= Description of the task =
Can you render the stretch of the material below that begins with the line containing "Where can you see the dense" and ends with the line containing "(1029, 473)", both of those lines included, as a JSON list of strings with one string per line and no blank lines?

========================================

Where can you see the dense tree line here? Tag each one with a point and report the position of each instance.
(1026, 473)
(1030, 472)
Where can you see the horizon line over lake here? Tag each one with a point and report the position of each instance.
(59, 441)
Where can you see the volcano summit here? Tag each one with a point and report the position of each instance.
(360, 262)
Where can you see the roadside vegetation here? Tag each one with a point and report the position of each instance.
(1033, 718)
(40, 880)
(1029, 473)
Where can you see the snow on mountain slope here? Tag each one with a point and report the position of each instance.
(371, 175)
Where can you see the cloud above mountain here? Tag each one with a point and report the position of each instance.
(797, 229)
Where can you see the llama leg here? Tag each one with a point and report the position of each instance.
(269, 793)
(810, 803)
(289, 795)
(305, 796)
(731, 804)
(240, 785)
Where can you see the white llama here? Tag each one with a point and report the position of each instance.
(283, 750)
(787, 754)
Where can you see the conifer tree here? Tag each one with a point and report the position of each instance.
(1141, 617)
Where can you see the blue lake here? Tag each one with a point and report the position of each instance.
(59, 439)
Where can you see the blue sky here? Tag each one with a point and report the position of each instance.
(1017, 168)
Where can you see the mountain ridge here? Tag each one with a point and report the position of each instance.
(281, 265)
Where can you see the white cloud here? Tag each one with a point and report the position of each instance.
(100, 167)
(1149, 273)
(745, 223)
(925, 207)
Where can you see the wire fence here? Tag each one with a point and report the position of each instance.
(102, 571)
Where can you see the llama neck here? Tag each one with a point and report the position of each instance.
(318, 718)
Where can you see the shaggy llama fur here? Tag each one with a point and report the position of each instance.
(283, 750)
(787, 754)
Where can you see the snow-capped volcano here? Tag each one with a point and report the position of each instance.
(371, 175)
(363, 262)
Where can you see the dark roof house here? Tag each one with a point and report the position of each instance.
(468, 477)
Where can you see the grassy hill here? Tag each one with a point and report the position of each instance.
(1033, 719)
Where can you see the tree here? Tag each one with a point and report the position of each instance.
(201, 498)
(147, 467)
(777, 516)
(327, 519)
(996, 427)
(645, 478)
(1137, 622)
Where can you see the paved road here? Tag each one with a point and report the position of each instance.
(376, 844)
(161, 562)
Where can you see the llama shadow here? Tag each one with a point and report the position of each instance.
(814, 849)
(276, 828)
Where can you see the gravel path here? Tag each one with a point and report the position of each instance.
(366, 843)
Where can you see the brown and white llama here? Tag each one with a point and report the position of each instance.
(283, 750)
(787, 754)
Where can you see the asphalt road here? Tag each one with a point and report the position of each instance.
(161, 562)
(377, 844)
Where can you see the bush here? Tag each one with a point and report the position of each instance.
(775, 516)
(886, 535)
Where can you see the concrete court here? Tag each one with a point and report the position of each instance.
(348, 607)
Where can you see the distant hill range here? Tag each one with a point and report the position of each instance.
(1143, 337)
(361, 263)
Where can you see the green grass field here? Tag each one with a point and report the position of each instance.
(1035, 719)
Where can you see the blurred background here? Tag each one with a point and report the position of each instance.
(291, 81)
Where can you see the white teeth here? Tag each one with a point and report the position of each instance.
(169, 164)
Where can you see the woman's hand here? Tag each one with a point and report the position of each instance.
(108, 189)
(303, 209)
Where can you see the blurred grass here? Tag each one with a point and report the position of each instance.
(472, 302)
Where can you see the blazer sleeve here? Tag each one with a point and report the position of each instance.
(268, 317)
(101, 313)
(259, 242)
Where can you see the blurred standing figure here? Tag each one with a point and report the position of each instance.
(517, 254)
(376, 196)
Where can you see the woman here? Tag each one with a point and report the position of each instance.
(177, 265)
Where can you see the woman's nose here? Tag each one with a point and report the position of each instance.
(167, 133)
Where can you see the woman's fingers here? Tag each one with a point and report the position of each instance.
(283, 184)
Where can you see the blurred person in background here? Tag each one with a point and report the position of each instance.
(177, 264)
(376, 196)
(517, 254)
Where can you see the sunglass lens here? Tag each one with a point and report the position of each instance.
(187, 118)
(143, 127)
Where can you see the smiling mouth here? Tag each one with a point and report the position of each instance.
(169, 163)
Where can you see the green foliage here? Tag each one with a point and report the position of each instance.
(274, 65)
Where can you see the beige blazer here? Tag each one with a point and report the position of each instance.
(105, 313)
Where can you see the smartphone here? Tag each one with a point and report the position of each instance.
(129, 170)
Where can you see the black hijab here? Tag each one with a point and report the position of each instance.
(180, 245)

========================================

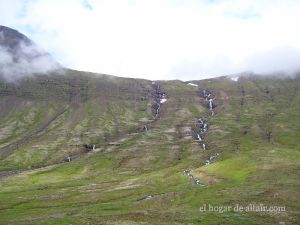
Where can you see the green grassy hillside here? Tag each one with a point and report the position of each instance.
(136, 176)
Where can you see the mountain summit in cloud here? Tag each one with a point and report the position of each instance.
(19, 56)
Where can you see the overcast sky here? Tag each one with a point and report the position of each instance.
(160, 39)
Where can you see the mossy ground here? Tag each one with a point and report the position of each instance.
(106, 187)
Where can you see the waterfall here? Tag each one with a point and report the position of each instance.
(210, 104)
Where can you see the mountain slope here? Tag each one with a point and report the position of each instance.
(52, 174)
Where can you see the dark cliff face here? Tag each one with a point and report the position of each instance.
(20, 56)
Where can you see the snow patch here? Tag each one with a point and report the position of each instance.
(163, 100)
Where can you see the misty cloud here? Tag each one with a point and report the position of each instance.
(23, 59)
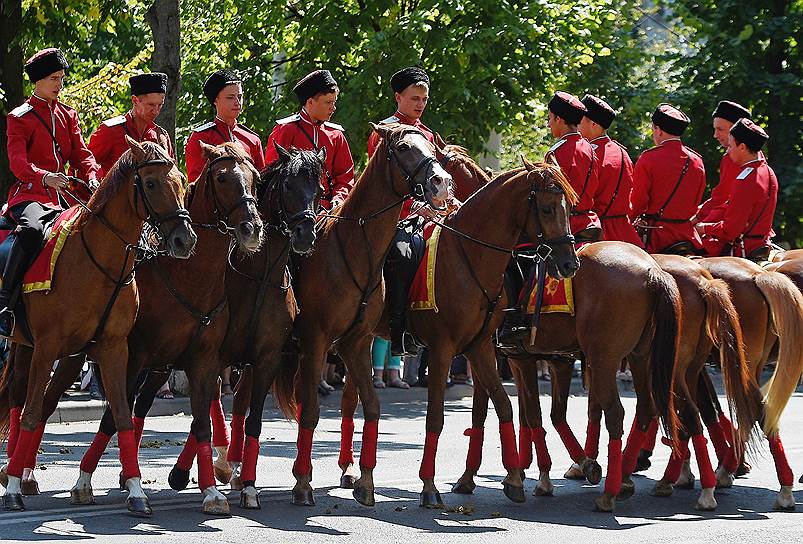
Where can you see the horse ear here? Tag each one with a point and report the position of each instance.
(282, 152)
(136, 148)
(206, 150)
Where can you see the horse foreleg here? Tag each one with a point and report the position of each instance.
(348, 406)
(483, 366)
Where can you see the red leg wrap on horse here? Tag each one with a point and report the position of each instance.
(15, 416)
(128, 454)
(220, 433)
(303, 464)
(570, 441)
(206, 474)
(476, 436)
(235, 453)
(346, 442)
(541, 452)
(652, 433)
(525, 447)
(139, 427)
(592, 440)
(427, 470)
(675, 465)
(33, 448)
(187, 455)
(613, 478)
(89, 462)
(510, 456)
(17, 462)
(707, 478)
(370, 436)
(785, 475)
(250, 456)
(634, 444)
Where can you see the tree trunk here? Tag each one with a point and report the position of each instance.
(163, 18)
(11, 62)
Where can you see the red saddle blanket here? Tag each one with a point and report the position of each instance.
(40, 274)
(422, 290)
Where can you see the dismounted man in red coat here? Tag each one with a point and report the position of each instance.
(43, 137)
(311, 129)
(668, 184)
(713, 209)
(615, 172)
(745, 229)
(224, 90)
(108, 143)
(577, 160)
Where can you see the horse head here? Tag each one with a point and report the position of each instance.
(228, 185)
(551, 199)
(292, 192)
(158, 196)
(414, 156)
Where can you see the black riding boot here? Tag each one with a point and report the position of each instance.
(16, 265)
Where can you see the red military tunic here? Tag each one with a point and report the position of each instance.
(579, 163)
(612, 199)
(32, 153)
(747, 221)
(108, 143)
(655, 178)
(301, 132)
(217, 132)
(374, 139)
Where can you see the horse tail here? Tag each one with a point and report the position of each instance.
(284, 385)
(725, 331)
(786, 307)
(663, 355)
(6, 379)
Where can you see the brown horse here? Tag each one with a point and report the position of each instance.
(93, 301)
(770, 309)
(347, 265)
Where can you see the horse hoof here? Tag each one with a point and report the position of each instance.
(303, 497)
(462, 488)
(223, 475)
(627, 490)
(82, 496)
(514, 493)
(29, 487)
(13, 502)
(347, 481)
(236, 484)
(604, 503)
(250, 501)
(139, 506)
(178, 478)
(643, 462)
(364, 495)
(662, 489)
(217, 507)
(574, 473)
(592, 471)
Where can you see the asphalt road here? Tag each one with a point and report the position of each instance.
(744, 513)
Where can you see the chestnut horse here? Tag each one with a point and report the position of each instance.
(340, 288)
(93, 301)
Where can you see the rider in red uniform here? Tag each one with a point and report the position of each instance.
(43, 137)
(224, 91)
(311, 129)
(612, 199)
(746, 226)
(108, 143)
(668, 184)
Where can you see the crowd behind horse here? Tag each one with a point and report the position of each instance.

========================================

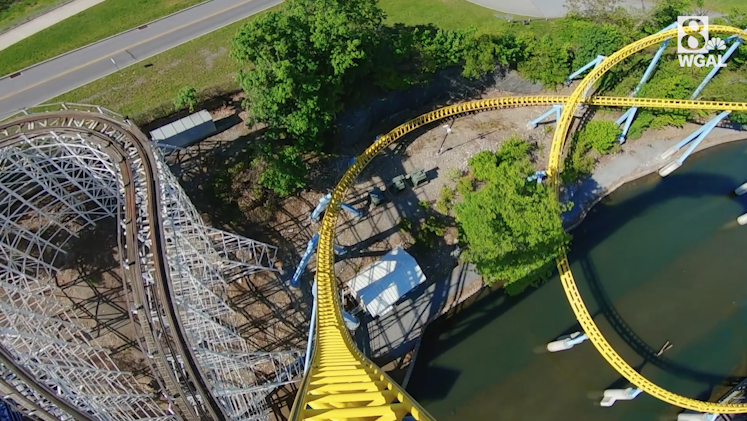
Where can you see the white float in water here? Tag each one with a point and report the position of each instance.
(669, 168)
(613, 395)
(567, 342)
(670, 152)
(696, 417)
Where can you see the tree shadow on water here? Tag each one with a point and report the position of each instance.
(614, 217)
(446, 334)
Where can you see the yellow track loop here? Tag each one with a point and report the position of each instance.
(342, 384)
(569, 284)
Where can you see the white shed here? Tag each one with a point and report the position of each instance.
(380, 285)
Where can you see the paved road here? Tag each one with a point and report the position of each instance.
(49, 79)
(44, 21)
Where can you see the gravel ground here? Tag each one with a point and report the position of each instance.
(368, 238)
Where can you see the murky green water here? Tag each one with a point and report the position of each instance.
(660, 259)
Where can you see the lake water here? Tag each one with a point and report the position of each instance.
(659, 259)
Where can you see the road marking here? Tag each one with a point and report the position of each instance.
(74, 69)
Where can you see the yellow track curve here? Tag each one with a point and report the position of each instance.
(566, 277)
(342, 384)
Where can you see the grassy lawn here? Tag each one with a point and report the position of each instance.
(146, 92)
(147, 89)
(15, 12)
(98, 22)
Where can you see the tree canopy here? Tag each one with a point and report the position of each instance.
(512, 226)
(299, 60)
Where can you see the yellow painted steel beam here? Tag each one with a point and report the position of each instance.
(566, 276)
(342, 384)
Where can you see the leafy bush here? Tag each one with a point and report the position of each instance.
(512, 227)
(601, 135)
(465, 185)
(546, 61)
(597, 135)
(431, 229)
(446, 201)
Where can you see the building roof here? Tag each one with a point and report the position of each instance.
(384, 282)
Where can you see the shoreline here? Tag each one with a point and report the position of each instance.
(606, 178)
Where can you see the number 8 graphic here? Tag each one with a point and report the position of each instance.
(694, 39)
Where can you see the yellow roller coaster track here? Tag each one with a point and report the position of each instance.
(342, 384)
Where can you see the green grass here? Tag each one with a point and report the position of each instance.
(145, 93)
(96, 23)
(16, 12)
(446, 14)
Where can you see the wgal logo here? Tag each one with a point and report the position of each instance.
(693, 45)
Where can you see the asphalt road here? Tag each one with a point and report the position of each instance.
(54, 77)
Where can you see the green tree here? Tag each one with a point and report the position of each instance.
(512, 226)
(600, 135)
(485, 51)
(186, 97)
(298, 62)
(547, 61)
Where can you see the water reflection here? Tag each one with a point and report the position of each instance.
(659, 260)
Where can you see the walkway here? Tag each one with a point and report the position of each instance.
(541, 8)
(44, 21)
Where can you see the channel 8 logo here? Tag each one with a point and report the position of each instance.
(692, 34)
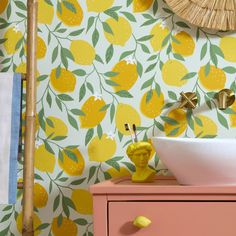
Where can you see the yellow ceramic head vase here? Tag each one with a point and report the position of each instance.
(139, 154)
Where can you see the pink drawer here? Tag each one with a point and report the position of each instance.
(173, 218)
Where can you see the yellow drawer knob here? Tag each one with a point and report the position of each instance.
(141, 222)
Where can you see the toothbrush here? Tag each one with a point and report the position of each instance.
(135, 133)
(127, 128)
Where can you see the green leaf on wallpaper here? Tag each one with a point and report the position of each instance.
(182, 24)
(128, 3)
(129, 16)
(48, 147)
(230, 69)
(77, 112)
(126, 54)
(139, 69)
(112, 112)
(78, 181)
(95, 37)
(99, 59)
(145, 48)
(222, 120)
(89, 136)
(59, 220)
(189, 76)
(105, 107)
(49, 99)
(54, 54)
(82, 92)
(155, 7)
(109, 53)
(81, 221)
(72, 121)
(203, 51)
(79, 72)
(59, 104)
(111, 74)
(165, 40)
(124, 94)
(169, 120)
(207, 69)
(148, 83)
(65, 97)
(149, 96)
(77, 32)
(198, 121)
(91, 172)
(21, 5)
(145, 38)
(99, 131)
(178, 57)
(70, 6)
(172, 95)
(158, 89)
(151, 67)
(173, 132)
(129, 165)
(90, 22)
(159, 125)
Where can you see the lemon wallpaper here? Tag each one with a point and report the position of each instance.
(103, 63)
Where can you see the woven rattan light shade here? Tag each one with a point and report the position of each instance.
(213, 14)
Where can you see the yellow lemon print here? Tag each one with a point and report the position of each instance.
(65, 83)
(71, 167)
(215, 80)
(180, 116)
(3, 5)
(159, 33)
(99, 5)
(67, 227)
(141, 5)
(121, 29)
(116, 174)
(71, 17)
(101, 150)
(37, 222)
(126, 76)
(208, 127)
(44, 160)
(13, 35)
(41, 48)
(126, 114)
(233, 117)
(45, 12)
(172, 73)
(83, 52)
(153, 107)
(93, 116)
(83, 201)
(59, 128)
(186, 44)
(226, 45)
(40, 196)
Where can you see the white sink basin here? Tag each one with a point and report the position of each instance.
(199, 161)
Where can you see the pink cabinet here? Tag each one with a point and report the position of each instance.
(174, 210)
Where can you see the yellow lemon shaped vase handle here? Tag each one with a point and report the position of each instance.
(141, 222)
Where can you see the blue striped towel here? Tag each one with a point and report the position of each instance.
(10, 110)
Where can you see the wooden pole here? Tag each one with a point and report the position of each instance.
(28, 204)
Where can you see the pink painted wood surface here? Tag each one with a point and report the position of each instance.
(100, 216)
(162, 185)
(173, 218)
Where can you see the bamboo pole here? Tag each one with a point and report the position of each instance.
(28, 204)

========================================

= Reply to the task =
[
  "Where can you see the dense tree line here? Tag each one with a point and report the position of each instance.",
  "(1026, 473)",
  "(1030, 472)",
  "Where can you see the horizon line over lake here? Tag each one with a point and report the position of each instance.",
  "(59, 441)",
  "Where can you see the volcano summit here? Tag each one with a point and report the position of each instance.",
  "(360, 262)",
  "Where can you see the roadside vegetation here? Tag each one with a point and report the position of each instance.",
  "(1033, 718)",
  "(40, 880)",
  "(1029, 473)"
]